• OBJECTIVE: Write out the lines below as a JSON list of strings, one string per line, with blank lines skipped. Leave the pictures out of the list.

(Entries for labeling regions)
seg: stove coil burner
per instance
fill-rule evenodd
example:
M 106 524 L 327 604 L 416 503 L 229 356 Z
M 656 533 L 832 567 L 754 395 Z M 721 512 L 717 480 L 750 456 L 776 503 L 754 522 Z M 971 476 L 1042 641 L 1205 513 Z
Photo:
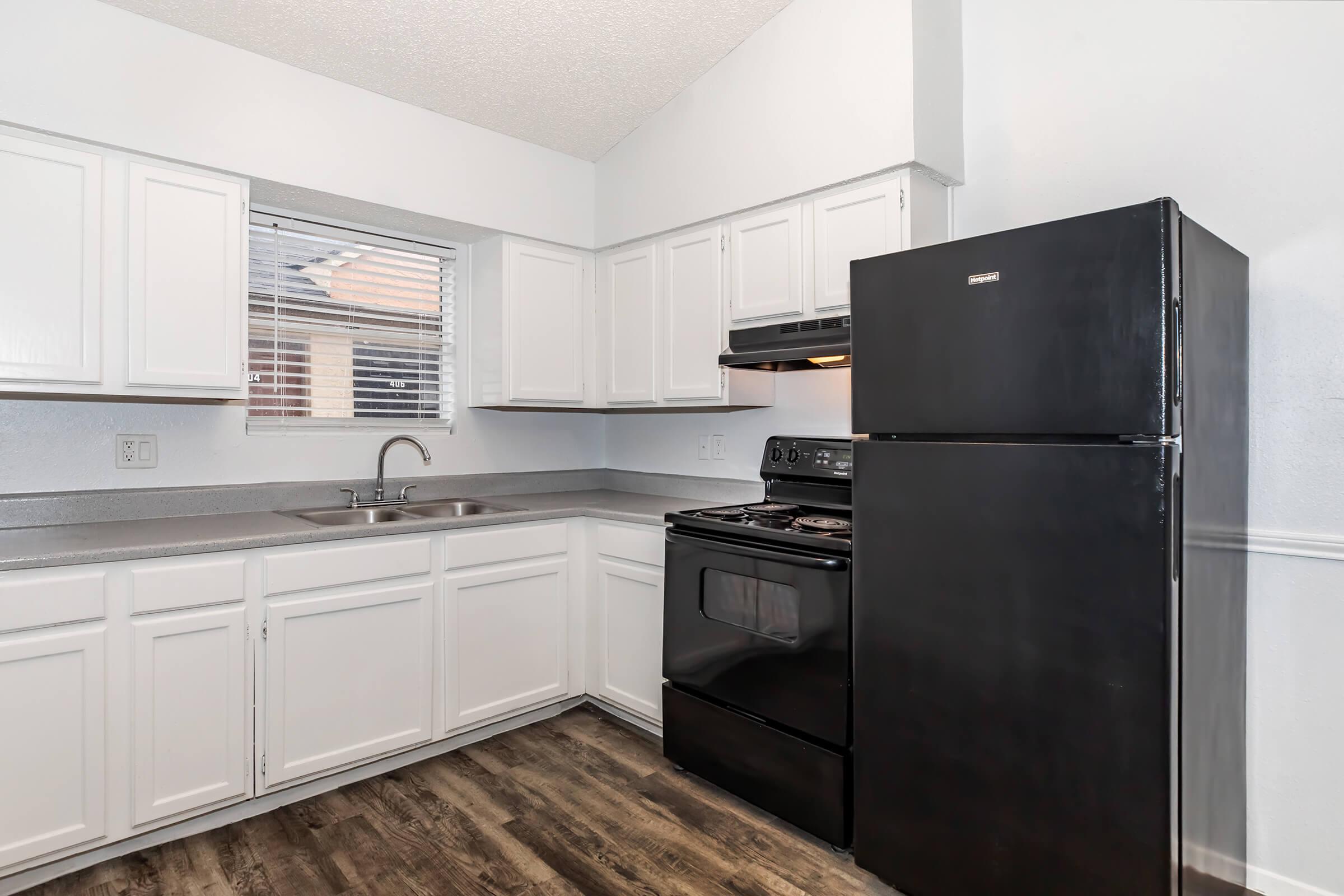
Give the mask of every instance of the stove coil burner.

• FINAL RESULT:
[
  "seg: stove coil burner",
  "per instance",
  "fill-rule evenodd",
  "example:",
  "M 106 524 L 327 604 L 416 503 L 229 356 Z",
  "M 656 533 L 832 567 L 754 395 Z M 721 512 L 717 480 L 750 456 L 776 503 L 754 522 Z M 971 476 L 1042 641 L 1205 513 Z",
  "Photo:",
  "Give the mask of every instance of the stove coil burner."
]